### Given request 1
In the memoir passage about going back to college, reproduce the text starting with "However, I quickly" and going on through "energy for socializing.".

Going Back to School After We Married
In the fall of 1971, when our son, Bengie, was two and a half, I enrolled as a junior majoring in sociology with a minor in anthropology. I wanted to major in anthropology, but there weren’t enough courses since Ben was the only anthropologist at the time. During my last two years of college, I took three sociology and three anthropology classes from Ben. My favorite subject was social psychology (how society determines behavior), and my favorite course was “Culture and Personality” (how culture shapes personality).
My “Religion in America” sociology class, taught by another professor, turned me into a Lutheran rebel. I discovered that churches had white congregations with white pastors, and black congregations with white and black pastors, but there were no integrated churches or white congregations with black pastors. I decided to write my term paper on how well the membership of local churches reflected the makeup of their surrounding neighborhoods. Some didn’t. The district president refused to give me access to any membership statistics. He said, “What would be the point?” I said nothing but thought, He knows exactly the point.
A few students complained to the administration that I spoke too much in Ben’s classes, asked too many questions, and received favorable treatment regarding grades. I got As in his classes, but I did the same in my other subjects. The university dismissed the complaint.
On school days, I dropped Bengie off at the campus child care center at the adjacent church. I enjoyed my classes, relishing being back in the intellectual atmosphere of college life. At twenty-six, I was older than most of the other students, but I identified more with them than the faculty. I related well to the other faculty wives who were taking classes since we shared that dual identity.
However, I quickly realized that my carefree college days were gone forever. I had a husband and child to care for and a house to maintain. After I picked up Bengie, there were no extracurricular campus activities for me, and going to school full-time with a toddler didn’t leave much time or energy for socializing.
I Receive My Degree in Sociology with a Minor in Anthropology
The following April in 1973, Ben’s book The Gbandes: A People of the Liberian Hinterland was published. Nelson Hall, the publisher, used my photograph of a Gbandi woman displaying a woven basket on the cover. Not only that, I had spent umpteen hours typing and editing it. Ben inscribed my copy as follows: “The first woman I really loved and trusted completely was my mother. That’s why I decided to write a book about her tribe. Nita, you are the second woman I love and trust as much, and even more.”
In May I graduated with a BA in sociology with a minor in anthropology. The entire family was invited, but Dad was angry with Jim and told me he wouldn’t come if he was there. Mom and Dad’s absence dampened the occasion, but Jim and his wife and Sandy came. In the home movies Jim took, Ben is sitting up front with the faculty as I walk across the stage to receive my diploma.

A run of rows:
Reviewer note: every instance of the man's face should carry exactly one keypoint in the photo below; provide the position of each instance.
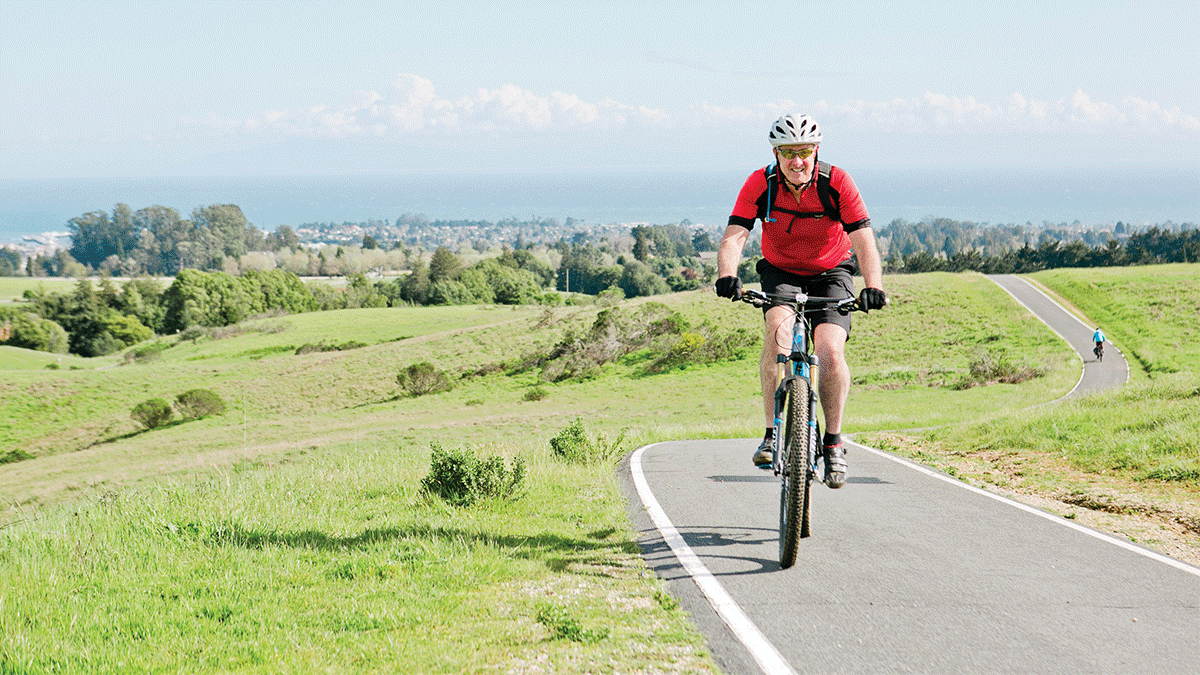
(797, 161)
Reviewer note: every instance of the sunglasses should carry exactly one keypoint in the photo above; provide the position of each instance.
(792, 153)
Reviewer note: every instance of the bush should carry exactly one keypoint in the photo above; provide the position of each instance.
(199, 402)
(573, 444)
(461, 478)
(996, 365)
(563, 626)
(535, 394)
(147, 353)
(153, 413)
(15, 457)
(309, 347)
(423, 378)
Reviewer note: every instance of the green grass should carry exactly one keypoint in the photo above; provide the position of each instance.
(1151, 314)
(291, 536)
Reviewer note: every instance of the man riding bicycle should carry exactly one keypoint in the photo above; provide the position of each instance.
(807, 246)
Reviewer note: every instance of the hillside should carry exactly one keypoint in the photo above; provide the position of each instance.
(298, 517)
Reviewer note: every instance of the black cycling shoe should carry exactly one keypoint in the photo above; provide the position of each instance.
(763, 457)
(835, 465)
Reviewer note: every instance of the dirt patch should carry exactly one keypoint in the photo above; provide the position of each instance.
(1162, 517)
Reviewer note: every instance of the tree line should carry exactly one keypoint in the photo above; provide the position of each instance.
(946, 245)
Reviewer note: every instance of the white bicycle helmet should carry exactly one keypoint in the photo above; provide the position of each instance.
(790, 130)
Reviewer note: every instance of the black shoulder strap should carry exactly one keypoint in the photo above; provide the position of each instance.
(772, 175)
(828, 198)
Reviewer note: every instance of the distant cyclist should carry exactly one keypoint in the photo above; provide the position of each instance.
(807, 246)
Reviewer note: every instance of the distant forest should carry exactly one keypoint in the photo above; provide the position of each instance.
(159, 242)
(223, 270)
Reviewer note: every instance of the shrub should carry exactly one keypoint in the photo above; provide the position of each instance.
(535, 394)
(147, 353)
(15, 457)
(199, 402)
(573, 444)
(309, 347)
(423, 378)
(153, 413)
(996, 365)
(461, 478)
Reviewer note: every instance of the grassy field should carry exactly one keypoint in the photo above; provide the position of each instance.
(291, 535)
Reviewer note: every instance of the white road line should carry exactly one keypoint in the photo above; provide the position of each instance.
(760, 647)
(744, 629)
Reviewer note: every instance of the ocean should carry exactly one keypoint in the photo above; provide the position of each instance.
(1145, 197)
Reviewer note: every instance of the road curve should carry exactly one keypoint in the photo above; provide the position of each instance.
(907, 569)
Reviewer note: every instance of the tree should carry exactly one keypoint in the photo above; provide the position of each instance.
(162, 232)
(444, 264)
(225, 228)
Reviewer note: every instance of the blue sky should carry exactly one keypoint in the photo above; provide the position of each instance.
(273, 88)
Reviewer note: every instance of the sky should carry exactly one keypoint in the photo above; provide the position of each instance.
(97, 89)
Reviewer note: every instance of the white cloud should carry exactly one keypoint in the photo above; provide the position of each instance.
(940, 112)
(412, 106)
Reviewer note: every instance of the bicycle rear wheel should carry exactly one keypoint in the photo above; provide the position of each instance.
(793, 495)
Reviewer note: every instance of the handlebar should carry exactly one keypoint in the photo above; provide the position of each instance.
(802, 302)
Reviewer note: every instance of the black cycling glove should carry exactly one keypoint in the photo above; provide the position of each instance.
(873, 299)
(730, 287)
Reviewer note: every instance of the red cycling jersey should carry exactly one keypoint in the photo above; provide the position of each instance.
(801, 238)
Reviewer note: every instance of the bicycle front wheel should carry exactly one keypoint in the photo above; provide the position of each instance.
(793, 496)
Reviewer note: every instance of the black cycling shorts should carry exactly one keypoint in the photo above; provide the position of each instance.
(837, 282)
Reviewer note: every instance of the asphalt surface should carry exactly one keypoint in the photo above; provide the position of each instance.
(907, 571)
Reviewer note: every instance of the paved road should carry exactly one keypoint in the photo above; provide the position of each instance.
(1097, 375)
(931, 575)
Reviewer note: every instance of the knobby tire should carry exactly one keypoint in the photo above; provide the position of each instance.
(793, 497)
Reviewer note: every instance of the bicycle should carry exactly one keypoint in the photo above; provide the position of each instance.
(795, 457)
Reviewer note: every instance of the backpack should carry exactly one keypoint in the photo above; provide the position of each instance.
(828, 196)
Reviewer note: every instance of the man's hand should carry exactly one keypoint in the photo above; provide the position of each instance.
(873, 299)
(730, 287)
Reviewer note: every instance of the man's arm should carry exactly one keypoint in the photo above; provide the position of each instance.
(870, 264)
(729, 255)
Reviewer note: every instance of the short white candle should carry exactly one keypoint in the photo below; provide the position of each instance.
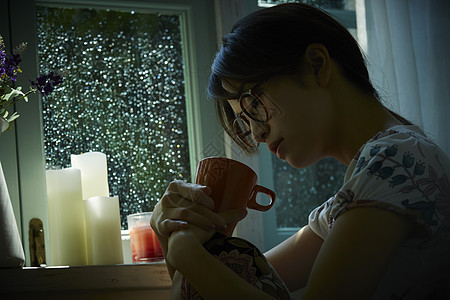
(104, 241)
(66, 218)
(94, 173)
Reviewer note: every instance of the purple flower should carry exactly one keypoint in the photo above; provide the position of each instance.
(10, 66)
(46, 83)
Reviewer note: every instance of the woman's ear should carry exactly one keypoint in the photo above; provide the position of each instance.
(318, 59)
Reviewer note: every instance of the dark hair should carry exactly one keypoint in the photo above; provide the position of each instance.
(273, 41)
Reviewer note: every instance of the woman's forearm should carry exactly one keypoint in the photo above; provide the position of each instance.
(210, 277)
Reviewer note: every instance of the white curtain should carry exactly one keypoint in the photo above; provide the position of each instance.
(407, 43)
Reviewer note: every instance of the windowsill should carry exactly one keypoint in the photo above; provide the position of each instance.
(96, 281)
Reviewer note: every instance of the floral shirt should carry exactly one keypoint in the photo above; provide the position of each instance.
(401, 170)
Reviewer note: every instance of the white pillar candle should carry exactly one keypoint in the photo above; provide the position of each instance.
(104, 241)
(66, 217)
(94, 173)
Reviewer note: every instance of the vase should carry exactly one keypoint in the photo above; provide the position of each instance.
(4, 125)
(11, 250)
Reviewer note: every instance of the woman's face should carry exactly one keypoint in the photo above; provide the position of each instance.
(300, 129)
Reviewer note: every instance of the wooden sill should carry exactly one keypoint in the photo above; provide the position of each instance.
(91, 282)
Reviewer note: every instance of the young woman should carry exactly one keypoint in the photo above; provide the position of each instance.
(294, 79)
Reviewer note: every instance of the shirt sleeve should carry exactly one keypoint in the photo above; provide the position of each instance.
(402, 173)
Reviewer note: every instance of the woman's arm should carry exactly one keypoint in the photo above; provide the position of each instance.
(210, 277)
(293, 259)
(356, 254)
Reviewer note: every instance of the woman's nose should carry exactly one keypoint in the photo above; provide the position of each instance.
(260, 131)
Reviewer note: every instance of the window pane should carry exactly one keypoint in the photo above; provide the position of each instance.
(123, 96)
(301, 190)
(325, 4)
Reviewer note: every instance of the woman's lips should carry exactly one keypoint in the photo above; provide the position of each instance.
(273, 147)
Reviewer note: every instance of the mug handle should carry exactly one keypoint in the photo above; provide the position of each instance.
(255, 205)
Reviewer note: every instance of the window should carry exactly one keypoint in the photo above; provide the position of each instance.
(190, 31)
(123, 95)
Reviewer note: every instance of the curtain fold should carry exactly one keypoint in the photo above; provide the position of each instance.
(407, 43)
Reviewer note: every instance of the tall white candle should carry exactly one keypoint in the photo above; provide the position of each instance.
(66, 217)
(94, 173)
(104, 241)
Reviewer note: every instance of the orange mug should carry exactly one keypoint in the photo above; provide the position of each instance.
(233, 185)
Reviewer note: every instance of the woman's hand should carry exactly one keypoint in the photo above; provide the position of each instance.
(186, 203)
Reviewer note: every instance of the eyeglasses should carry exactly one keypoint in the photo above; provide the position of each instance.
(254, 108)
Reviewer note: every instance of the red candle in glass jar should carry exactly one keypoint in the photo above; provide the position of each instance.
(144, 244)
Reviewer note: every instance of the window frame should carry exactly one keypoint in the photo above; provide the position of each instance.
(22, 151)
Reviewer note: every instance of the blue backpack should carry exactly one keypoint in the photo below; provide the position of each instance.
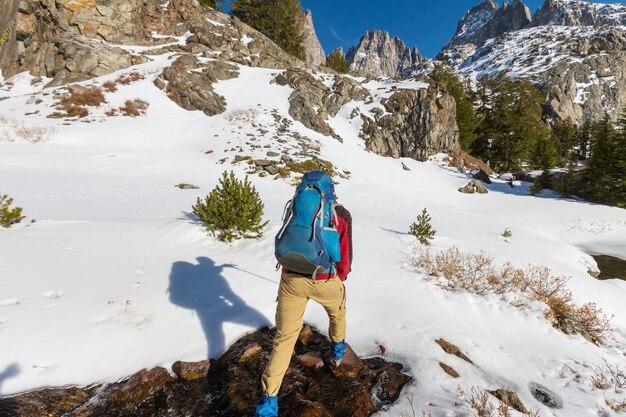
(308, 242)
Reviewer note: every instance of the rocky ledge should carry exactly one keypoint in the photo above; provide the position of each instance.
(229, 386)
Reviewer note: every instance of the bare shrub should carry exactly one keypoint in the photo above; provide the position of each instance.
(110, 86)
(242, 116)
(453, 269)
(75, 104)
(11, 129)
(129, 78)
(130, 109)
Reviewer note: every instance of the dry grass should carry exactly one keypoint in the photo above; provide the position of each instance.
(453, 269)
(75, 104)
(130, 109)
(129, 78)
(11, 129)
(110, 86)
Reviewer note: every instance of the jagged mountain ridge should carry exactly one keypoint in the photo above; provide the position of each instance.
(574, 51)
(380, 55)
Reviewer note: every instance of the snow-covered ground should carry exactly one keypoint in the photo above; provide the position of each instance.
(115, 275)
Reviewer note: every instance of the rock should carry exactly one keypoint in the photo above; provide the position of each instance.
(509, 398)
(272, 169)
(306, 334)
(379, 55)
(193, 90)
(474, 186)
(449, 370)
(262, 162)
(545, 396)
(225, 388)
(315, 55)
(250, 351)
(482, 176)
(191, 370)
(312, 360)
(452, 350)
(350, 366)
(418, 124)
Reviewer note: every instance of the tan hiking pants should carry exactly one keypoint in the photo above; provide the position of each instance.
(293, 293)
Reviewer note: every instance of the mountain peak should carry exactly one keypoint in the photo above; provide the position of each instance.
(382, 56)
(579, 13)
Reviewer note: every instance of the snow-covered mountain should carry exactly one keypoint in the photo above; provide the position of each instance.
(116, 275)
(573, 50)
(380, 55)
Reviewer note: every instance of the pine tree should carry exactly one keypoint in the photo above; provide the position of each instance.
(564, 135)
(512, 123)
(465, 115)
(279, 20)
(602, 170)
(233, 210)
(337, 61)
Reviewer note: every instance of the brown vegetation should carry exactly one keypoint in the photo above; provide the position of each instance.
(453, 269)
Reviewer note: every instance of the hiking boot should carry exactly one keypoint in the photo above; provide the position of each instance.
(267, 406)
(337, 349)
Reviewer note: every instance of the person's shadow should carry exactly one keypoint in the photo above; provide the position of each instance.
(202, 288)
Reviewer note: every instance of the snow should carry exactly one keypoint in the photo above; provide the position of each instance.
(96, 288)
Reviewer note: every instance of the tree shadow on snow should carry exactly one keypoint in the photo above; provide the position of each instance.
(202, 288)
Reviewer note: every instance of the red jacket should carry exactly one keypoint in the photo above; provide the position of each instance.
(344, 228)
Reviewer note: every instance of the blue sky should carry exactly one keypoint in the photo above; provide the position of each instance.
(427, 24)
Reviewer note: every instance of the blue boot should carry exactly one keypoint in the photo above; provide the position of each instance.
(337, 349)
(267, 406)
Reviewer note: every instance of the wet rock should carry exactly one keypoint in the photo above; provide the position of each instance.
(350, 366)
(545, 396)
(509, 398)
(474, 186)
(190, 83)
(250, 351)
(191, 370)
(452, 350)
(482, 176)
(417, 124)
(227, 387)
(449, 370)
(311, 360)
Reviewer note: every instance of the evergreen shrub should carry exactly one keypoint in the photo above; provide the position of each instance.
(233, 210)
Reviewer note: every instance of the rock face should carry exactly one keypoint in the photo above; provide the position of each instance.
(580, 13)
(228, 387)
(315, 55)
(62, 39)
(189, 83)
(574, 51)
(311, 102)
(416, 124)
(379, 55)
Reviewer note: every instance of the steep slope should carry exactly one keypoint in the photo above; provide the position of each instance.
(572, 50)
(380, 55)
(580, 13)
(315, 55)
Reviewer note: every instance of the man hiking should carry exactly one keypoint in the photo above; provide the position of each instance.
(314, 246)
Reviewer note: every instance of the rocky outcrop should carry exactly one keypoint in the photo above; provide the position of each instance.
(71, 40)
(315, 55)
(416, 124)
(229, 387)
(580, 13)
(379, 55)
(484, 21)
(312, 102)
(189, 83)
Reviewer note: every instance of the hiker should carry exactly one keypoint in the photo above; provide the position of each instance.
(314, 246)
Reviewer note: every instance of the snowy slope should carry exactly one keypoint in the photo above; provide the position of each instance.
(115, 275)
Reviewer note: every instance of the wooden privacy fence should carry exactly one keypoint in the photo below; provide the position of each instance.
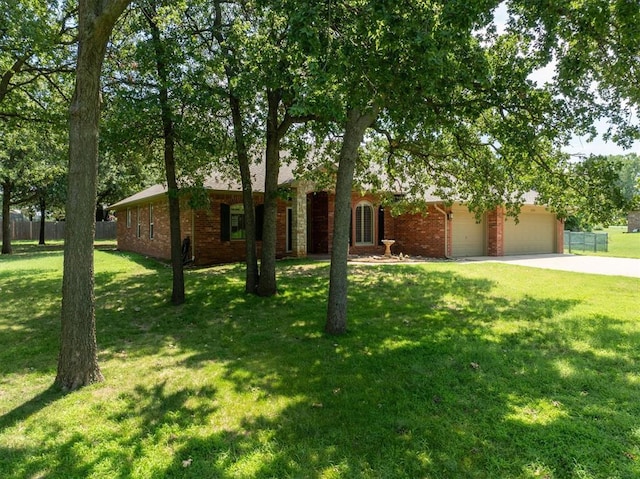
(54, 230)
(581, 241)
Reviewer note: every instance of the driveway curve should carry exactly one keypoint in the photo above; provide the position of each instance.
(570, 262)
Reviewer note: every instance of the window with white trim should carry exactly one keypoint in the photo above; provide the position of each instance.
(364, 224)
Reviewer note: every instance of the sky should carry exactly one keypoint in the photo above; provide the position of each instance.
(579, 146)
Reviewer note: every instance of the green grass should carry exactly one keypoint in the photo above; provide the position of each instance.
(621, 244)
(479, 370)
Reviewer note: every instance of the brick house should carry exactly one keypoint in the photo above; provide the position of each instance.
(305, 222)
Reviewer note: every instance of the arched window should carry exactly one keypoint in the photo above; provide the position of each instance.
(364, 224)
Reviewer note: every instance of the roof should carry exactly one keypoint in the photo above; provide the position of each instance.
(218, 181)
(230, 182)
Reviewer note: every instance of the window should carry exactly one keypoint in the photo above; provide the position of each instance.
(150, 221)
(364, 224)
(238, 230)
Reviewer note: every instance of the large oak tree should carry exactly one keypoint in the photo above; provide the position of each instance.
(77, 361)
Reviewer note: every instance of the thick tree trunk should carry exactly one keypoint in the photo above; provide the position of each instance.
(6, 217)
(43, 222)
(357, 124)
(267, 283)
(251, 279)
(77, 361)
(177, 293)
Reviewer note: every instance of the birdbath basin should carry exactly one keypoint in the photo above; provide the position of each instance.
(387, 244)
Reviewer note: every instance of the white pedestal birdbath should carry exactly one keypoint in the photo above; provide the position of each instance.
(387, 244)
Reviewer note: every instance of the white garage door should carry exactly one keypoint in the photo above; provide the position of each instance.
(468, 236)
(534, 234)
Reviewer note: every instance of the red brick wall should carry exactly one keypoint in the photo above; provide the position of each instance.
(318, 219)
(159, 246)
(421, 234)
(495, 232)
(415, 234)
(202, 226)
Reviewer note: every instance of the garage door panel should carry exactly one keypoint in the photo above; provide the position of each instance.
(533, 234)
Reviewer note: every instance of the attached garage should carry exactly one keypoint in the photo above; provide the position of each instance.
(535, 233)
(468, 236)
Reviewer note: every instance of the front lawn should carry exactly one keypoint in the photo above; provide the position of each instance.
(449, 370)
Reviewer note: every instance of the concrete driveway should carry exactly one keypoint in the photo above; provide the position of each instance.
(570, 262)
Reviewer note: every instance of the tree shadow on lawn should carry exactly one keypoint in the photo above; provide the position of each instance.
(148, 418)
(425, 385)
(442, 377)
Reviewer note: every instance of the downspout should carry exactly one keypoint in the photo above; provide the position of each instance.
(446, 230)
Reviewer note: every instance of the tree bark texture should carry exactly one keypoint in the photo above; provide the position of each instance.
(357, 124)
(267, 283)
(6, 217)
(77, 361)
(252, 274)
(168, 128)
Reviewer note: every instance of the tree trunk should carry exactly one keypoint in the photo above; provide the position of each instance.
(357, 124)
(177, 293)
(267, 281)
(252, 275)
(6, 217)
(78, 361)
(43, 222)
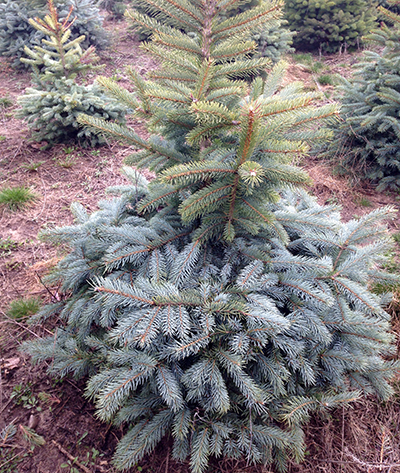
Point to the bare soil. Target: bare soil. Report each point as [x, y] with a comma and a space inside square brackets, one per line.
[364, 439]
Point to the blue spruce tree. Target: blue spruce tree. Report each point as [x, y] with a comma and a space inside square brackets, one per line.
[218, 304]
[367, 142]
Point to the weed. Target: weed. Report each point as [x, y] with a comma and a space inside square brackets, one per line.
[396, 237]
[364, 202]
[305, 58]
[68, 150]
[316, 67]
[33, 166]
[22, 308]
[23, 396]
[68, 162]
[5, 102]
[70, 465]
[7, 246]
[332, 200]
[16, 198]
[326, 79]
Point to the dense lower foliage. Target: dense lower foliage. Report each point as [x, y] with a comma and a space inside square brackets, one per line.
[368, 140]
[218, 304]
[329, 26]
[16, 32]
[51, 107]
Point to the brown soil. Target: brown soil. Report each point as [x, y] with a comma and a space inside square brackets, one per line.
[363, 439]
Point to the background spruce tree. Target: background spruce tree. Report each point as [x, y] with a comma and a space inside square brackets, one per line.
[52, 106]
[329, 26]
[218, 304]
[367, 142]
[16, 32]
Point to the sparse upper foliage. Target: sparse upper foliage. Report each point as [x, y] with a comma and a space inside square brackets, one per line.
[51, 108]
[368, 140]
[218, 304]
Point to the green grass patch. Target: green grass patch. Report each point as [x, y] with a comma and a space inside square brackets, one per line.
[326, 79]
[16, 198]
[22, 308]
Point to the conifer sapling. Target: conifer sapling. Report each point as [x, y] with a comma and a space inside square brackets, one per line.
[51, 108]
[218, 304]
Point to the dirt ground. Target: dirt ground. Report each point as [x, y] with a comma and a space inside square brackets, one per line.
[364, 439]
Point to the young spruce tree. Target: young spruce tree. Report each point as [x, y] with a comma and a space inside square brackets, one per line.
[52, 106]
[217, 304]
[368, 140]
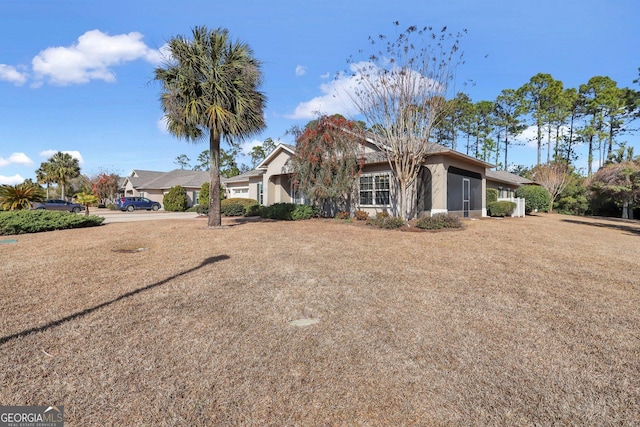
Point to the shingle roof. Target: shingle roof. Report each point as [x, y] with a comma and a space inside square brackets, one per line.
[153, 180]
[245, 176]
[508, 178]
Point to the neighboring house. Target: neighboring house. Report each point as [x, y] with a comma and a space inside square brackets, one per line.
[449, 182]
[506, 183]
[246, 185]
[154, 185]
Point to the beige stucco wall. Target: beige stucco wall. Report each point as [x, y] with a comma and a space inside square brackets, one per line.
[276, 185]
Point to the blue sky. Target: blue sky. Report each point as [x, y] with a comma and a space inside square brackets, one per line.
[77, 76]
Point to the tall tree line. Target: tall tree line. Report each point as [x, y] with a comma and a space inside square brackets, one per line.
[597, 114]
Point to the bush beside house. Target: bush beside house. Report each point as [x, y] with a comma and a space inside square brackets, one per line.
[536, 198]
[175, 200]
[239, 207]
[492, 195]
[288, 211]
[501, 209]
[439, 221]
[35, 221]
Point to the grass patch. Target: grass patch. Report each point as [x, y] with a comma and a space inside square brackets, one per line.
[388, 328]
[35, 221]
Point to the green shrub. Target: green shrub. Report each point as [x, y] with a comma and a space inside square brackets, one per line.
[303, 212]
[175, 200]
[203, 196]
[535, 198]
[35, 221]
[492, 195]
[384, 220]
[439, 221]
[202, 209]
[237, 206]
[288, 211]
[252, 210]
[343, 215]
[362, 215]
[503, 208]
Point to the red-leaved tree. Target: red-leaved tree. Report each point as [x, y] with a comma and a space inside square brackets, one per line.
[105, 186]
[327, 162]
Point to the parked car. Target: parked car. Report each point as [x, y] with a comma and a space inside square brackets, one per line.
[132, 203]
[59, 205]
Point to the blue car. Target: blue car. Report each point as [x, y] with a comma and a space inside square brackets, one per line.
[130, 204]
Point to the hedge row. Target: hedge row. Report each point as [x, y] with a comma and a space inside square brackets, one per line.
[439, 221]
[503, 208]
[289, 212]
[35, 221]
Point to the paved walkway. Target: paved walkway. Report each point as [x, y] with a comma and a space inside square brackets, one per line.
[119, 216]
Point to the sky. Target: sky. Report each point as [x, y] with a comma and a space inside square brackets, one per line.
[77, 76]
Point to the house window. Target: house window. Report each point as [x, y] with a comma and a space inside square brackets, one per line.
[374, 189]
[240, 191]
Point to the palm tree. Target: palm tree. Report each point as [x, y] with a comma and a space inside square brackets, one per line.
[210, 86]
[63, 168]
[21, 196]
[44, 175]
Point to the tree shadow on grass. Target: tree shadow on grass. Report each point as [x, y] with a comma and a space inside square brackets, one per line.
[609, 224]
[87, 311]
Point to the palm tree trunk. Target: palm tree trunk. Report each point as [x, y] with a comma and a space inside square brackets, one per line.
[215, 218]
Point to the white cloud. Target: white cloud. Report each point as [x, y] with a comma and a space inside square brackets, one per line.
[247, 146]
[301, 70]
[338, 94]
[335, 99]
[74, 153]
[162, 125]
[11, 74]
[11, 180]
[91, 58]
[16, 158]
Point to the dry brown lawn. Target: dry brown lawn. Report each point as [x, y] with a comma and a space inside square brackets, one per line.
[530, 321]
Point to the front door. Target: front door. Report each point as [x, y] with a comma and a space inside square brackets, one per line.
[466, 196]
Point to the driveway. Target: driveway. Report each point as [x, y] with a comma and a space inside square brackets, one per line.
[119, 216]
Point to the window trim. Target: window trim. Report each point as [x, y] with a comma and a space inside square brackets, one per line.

### Given request 2
Gather every line of the rows above that contains the string "mountain", treating uppercase and lowercase letters as different.

### Exercise output 1
However, I quickly realized that my carefree college days were gone forever. I had a husband and child to care for and a house to maintain. After I picked up Bengie, there were no extracurricular campus activities for me, and going to school full-time with a toddler didn’t leave much time or energy for socializing.

### Exercise output 2
Reviewer note: every instance of the jagged mountain ridge should carry exactly one keypoint in the photo above; provide the position of each instance.
Reviewer note: every instance of the mountain peak should carry exactly one keypoint in the photo above; provide the position of each instance.
Reviewer note: every instance of the snow-covered mountain should carry exactly one keypoint in the photo above; provide the position of each instance.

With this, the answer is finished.